Potongan Dokumen –

------------------------------------------------------------------------

Cover Lontar Sritanjung |
WARTAJOGLO, Banyuwangi - Perpustakaan Nasional Republik Indonesia (Perpusnas RI) telah menetapkan Naskah Lontar Sritanjung sebagai Ingatan Kolektif Nasional (Ikon), sebuah pengakuan penting yang menegaskan bahwa naskah ini merupakan bagian dari peradaban bangsa yang harus dilestarikan.
Naskah ini berisi kisah legendaris tentang Sri Tanjung, sosok yang melegenda di wilayah Banyuwangi, Jawa Timur.
Keputusan ini menempatkan Lontar Sritanjung dalam posisi sentral di antara karya-karya sastra Nusantara yang kaya akan nilai-nilai budaya dan sejarah.
Lontar Sritanjung sendiri bukan sekadar karya sastra biasa, melainkan sebuah puisi liris yang tersusun dalam bentuk tembang atau lagu tradisional, yang dahulu sering dilantunkan dalam berbagai ritual adat.

------------------------------------------------------------------------

Bagian Data –
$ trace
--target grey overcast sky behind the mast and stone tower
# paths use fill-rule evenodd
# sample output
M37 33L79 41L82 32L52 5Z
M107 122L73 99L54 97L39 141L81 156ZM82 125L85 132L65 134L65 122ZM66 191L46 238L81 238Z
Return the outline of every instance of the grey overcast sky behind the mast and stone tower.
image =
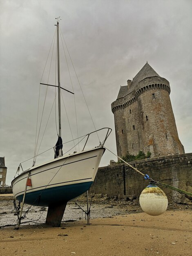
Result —
M7 184L17 166L33 157L39 83L56 27L64 33L96 128L113 132L106 146L116 153L111 103L121 85L138 73L146 61L170 82L172 107L185 153L192 152L192 1L191 0L6 0L0 3L0 157L5 157ZM61 43L60 43L61 45ZM62 55L62 51L61 51ZM65 66L61 85L71 90ZM74 75L71 76L75 77ZM77 81L79 135L93 131ZM42 82L47 83L46 78ZM54 82L52 82L54 83ZM41 92L45 92L42 88ZM71 129L76 137L74 97L63 93ZM43 95L43 94L42 94ZM42 107L43 98L40 101ZM54 102L49 88L45 127ZM62 103L63 104L63 103ZM63 141L67 132L62 105ZM42 141L42 152L56 144L53 110ZM98 142L97 142L98 144ZM94 145L95 146L95 145ZM65 150L64 150L65 151ZM47 153L48 159L53 151ZM47 159L47 157L42 158ZM106 152L101 166L116 160ZM32 160L26 168L31 167Z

------------------------------------------------------------------------

Perintah Kerja 1 – Tuliskan persis semua isi teks tentang Lontar Sritanjung, mulai dari "Lontar Sritanjung sendiri" terus ke bawah hingga "berbagai ritual adat.".
Perintah Kerja 2 – Tentukan apakah setiap pernyataan berikut sesuai dengan teks tentang Lontar Sritanjung, lalu jawab ya atau tidak dengan mengutip kata-kata penentunya dari teks: (a) Perpusnas RI telah menetapkan Naskah Lontar Sritanjung sebagai Ingatan Kolektif Nasional. (b) Lontar Sritanjung ditulis dalam bentuk prosa. (c) Sri Tanjung adalah sosok yang melegenda di wilayah Banyuwangi.

Kotak Jawaban 1 –
Lontar Sritanjung sendiri bukan sekadar karya sastra biasa, melainkan sebuah puisi liris yang tersusun dalam bentuk tembang atau lagu tradisional, yang dahulu sering dilantunkan dalam berbagai ritual adat.

Kotak Jawaban 2 –
(a) Ya: "Perpustakaan Nasional Republik Indonesia (Perpusnas RI) telah menetapkan Naskah Lontar Sritanjung sebagai Ingatan Kolektif Nasional (Ikon)".
(b) Tidak: "sebuah puisi liris yang tersusun dalam bentuk tembang atau lagu tradisional".
(c) Ya: "sosok yang melegenda di wilayah Banyuwangi, Jawa Timur".